═════ SUPPLIED RECORDS

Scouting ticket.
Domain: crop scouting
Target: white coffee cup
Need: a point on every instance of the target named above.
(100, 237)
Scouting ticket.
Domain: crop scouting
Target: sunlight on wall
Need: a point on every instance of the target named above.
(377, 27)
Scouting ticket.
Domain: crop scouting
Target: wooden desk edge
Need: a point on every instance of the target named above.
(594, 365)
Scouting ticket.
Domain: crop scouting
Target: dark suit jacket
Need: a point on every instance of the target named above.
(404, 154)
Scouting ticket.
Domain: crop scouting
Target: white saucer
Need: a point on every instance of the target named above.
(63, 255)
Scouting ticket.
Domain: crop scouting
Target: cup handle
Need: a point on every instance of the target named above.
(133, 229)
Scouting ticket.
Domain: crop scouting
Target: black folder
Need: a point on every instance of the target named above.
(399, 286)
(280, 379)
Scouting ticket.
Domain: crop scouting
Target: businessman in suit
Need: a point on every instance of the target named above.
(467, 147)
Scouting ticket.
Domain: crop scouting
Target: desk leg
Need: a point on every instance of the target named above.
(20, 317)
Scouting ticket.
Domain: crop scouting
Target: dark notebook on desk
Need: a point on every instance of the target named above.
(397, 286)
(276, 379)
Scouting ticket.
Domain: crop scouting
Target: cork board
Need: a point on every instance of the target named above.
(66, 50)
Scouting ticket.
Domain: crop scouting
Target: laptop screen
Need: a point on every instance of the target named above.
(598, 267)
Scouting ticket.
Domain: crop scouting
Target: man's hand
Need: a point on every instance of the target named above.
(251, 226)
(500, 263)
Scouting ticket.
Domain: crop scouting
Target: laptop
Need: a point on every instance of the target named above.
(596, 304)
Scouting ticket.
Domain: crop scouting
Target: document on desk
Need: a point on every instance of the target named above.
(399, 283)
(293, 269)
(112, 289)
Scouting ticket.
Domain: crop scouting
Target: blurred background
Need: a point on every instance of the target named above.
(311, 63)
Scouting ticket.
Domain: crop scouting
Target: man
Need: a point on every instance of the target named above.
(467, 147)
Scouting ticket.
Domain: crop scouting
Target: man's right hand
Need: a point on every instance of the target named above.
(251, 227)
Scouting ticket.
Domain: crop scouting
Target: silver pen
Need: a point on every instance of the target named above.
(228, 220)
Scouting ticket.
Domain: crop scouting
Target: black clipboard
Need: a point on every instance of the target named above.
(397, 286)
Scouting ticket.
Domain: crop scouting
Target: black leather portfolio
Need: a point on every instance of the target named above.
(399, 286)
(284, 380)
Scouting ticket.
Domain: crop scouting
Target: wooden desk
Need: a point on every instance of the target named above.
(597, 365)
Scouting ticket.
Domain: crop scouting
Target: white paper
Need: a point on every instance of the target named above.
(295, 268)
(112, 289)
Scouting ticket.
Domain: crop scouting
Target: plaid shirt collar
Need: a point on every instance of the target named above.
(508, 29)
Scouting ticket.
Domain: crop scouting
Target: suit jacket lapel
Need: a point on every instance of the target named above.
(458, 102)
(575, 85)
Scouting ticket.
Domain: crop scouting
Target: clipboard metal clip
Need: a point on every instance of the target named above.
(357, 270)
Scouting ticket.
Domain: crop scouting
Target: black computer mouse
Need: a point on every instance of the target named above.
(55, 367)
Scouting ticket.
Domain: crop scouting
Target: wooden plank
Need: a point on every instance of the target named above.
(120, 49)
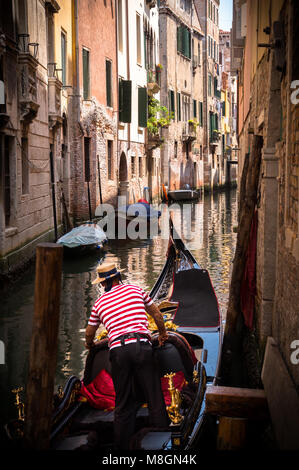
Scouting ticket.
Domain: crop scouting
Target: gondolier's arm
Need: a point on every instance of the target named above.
(89, 335)
(154, 312)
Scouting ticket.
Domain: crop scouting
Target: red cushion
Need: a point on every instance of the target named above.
(100, 392)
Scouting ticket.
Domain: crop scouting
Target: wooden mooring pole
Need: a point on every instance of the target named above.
(43, 352)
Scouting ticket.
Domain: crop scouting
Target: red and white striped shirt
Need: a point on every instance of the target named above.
(122, 311)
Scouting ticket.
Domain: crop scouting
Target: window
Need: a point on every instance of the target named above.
(138, 38)
(210, 85)
(200, 112)
(87, 158)
(140, 167)
(133, 167)
(25, 166)
(171, 103)
(86, 74)
(142, 107)
(186, 107)
(109, 83)
(120, 25)
(63, 58)
(125, 100)
(194, 108)
(6, 146)
(178, 101)
(110, 159)
(184, 41)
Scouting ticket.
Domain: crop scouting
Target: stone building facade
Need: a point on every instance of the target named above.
(138, 56)
(182, 93)
(228, 85)
(268, 106)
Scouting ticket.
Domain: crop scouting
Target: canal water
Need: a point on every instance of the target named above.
(207, 228)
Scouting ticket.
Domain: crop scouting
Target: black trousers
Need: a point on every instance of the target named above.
(135, 362)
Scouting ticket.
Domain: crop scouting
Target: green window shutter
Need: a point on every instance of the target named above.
(189, 44)
(210, 86)
(178, 99)
(179, 39)
(186, 42)
(86, 77)
(108, 83)
(125, 100)
(215, 85)
(211, 124)
(142, 107)
(171, 102)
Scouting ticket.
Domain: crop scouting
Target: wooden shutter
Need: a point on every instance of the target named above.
(108, 83)
(142, 107)
(171, 102)
(179, 39)
(200, 110)
(125, 100)
(178, 101)
(63, 58)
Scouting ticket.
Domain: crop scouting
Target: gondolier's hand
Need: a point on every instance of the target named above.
(162, 338)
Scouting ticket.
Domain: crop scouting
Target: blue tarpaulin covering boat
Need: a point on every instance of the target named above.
(87, 236)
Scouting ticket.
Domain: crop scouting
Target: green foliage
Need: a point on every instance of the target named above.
(158, 116)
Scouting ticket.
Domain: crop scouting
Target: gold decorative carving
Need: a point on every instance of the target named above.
(173, 409)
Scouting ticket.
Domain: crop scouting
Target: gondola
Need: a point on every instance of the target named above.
(189, 360)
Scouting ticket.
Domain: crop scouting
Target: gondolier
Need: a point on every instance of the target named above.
(122, 310)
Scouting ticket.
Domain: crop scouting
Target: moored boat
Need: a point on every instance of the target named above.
(84, 238)
(84, 410)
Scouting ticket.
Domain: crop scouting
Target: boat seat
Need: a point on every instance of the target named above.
(82, 441)
(176, 355)
(96, 362)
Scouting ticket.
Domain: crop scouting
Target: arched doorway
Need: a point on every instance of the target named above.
(123, 176)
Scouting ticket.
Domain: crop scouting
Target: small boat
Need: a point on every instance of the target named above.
(189, 360)
(82, 239)
(183, 194)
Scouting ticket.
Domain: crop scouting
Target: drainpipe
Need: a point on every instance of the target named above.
(128, 64)
(116, 80)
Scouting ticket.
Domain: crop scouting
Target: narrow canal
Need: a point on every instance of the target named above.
(212, 222)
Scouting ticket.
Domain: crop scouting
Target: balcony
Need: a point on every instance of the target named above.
(153, 81)
(189, 132)
(153, 141)
(27, 64)
(54, 96)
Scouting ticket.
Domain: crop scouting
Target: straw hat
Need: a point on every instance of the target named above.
(106, 271)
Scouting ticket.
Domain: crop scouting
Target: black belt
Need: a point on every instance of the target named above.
(122, 338)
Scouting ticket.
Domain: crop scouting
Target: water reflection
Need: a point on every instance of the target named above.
(207, 227)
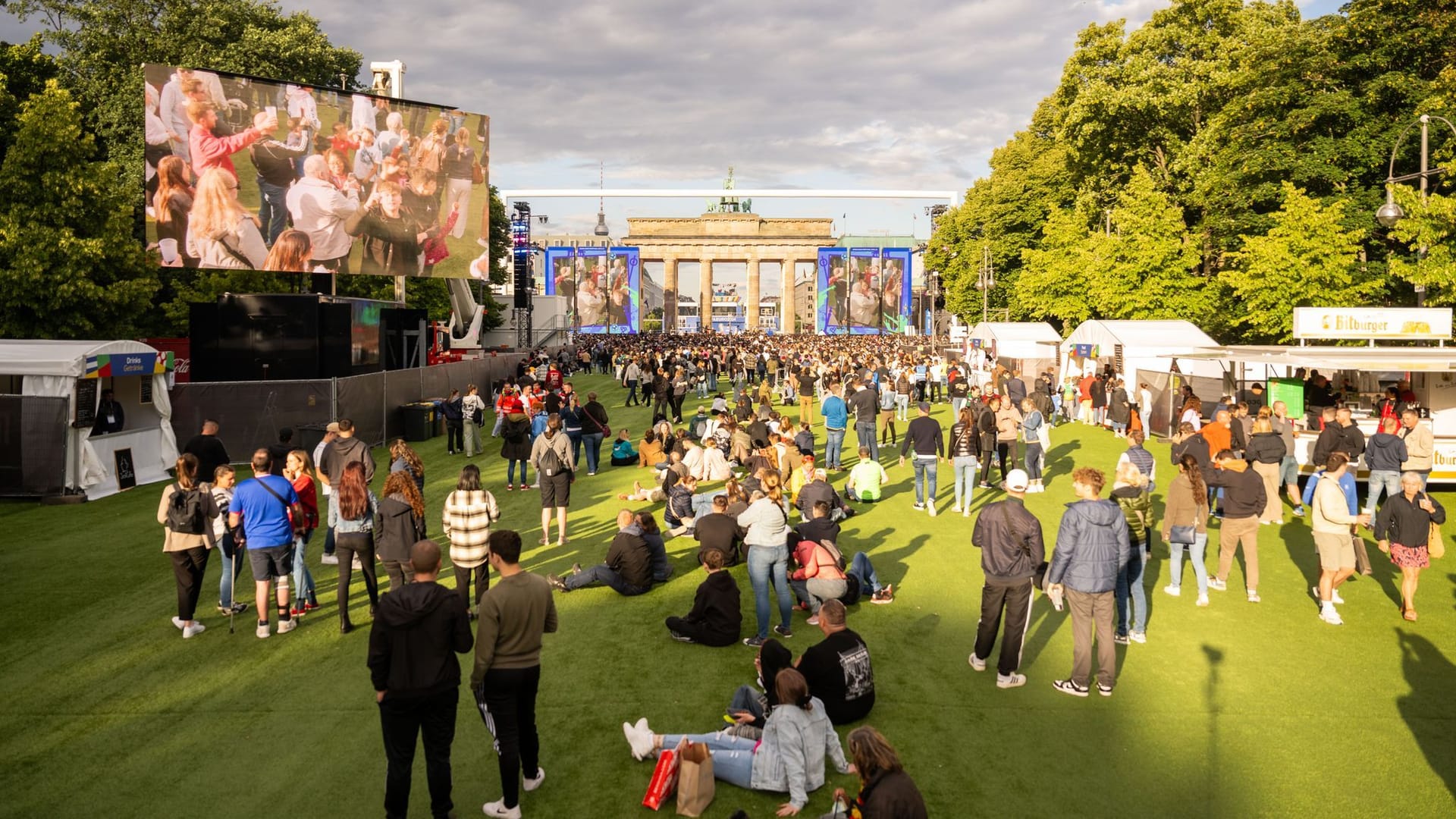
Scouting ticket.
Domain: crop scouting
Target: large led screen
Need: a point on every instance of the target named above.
(253, 174)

══════════

• _GIVEN INSTRUCTION_:
Copy the records above exactly, leaving out every picture.

• _REPLY_:
Scouting ticket.
Domain: crop scouting
Target: white coffee cup
Need: a point on every instance of the target named above.
(100, 237)
Scouting ticket.
Domain: crop scouting
Target: sunlight on wall
Need: a point on every instance of the target named above.
(377, 27)
Scouting ticket.
Domain: crop scouting
Target: wooden desk edge
Need: a point on every instance of the target named above.
(594, 365)
Scouting ticket.
Domain: crop scouting
Target: dark suit jacket
Need: a point on every instance of the target named above.
(404, 154)
Scouting ticket.
Domain: crop scouting
Target: white saucer
Need: a point on every instance of the target named above.
(63, 255)
Scouting ticket.
Domain: crop scouting
Target: cup handle
Need: a point on every instance of the target named above.
(133, 229)
Scouting ticket.
Domain: crop scouting
Target: black folder
Need: a point on every instance of the target named above.
(399, 286)
(280, 379)
Scouting ticket.
Domain: crop scouting
Target: businessman in suit
Need: a point on every instance of the target named above.
(467, 147)
Scouting ticket.
Domain: crop scouting
Target: desk leg
Need: a point on every instance of the target named above.
(20, 317)
Scouting ticket.
Domain: crop scouting
Target: dark notebook on desk
Need: a point on every instance of the target named above.
(397, 286)
(276, 379)
Scouting ticket.
Domain: crop scouting
Target: cork board
Need: a point on every instance of the target named above.
(66, 50)
Scouting ticket.
Domain: crop scouting
Target: laptop screen
Need: a point on every instance of the target named above.
(598, 267)
Scouting ticket.
Domain: crop scouting
Target: man's hand
Need: a point on every instance of the target named above.
(251, 226)
(500, 263)
Scouting ticket.
Domain: crop scouting
Target: laptop
Need: a point on every instance of the target named above.
(596, 304)
Scouting ticket.
Domain: crop scouting
Target: document on desk
Need: a point on every instance of the target named above.
(399, 283)
(293, 269)
(112, 289)
Scouting ticket.
Domain: crop scouting
Target: blurred background
Need: a point on every instance of the target named above.
(311, 63)
Scouting ticket.
Domain: crop scouting
Target: man
Need: a point on every instance of the target named above.
(467, 147)
Scouting ticket.
Domain: crop scouting
Target: man's right hand
Need: a point on every instance of the target named above.
(251, 227)
Scouting ticket.
Domain: crop scouting
Target: silver pen
Need: a point on every instance of the target named above.
(228, 220)
Scouting ticket.
Domain: crop scouting
Target: black clipboard
Need: a point on every instance of the target named above.
(397, 286)
Scouting ticket.
Domain: crop scouting
Target: black leather portfolio
Need: a point on every instance of the target named above.
(399, 286)
(284, 380)
Scouting ticket.
Domain: crop scouting
Target: wooden desk
Need: a point on every instance of the target named above.
(597, 365)
Scouting ticket.
Domain: crop scouting
Target: white paper
Need: a point on every instance of the target named above.
(295, 268)
(112, 289)
Scouting ticket.
Domain: crop scouting
Target: plaid shirt collar
Need: a point on every instance of the target named above.
(508, 29)
Scouting ticket.
Domain: crop scouting
Target: suit jacket lapel
Need: a point on every instance of the target named above.
(458, 102)
(575, 85)
Scouting ticket.
Domain: crop scouting
Target: clipboard metal clip
Need: a point on every instance of the target named above.
(357, 270)
Scouting ticket.
Domain: crop scouting
Target: black computer mouse
Need: a point on every instance of the target named above.
(55, 367)
Scouting ticket.
Domain: crop scouting
Target: wooden plank
Need: a point on every instance of the target named above.
(120, 49)
Scouting ticket.
Domain: crop scouting
Target: gondolier's arm
Need: a point on every instance of the target named above.
(89, 335)
(154, 312)
Scouting ticket.
Domain: crop scouting
Target: red cushion
Need: a point on every instance of the target named above.
(100, 392)
Scouting ticket.
Domain: crop scouting
Target: wooden mooring pole
Need: a point on every instance of the target named above.
(43, 352)
Scouting ticket.
Domain: crop scouting
Target: red and white striped shirt
Need: a point on every instance of the target named above.
(122, 311)
Scouting ticket.
Domain: crop scouting
Target: window
Need: a point on every instance of the target named above.
(138, 38)
(210, 85)
(200, 112)
(87, 158)
(140, 167)
(133, 167)
(25, 166)
(171, 103)
(86, 74)
(142, 107)
(186, 107)
(109, 83)
(120, 25)
(63, 58)
(125, 100)
(194, 108)
(6, 146)
(178, 101)
(110, 159)
(184, 41)
Scouting ticket.
Domain: crop scouting
Target: stone building facade
Need: a point on every instance of the target named above.
(138, 56)
(182, 93)
(228, 85)
(268, 106)
Scouting ticket.
Domain: crop scouting
Target: canal water
Need: a point on every instance of the target named above.
(207, 228)
Scouting ticket.
Domain: crop scouting
Target: black trousers
Need: a point on every instance of the target named above.
(135, 362)
Scouting ticket.
Domain: crop scouting
Target: green window shutter
Need: a point on every instance of the target named above.
(189, 44)
(210, 86)
(178, 99)
(179, 39)
(186, 42)
(86, 77)
(108, 83)
(125, 100)
(215, 85)
(211, 124)
(142, 107)
(171, 102)
Scouting ticket.
Domain: crop scouting
Target: wooden shutter
Need: a point on every instance of the target named above.
(108, 83)
(142, 107)
(171, 102)
(179, 39)
(200, 110)
(125, 100)
(178, 101)
(63, 58)
Scouting ticket.
Domain: crop scouting
Target: gondolier's hand
Need: a point on every instance of the target named above.
(162, 338)
Scouting ticket.
Domain: crop scouting
Target: blue tarpaulin covering boat
Need: a point on every instance of the target named above.
(87, 236)
Scouting ticket.
Domain: crop scouting
Target: green foliage
Need: a point on every instance of the target named above.
(158, 116)
Scouting ticket.
Domain: crop scouting
Target: gold decorative carving
Need: a point on every instance of the target named above.
(173, 409)
Scouting ticket.
Domain: crop scouting
Target: gondola
Need: a point on every instance of the target named above.
(189, 360)
Scouting ticket.
Domain: crop scouting
Target: gondolier
Need: a point on every instance of the target named above.
(122, 310)
Scouting ticket.
Domain: crop scouting
Target: moored boat
Need: a point on every instance of the target named above.
(84, 238)
(84, 410)
Scouting ticket.
Domain: crop scouting
Target: boat seat
Need: a point on every instance of the target named above.
(82, 441)
(176, 355)
(96, 362)
Scouting ticket.
Domain: crop scouting
Target: arched doorway
Need: a point on every instance of the target named above.
(123, 176)
Scouting ticket.
Domain: crop scouting
Target: small boat
Need: a point on every instance of the target named above.
(189, 360)
(82, 239)
(183, 194)
Scouting ticket.
Domain: crop scouting
Target: drainpipe
Need: a point on every instance of the target named above.
(128, 64)
(116, 80)
Scouting ticket.
Domain: crop scouting
Target: narrow canal
Need: a point on every instance of the target named above.
(212, 222)
Scouting ticket.
Domain: crop scouting
Target: balcony
Need: a point on every instance of the target named above.
(153, 81)
(189, 132)
(153, 141)
(27, 64)
(54, 96)
Scouting ticket.
Domain: crop scouting
Target: straw hat
Need: a point on every instance of the target named above.
(106, 271)
Scouting ticket.
Domain: crop scouting
Target: black belt
Need: a point on every instance of the target named above.
(122, 338)
Scouting ticket.
Domain: crop scouting
Target: water reflection
Need: a point on every instance of the target named above.
(207, 227)
Scouting ticket.
Domain: crop scouting
Target: large led screen
Need: a point on every instance of the target named above.
(253, 174)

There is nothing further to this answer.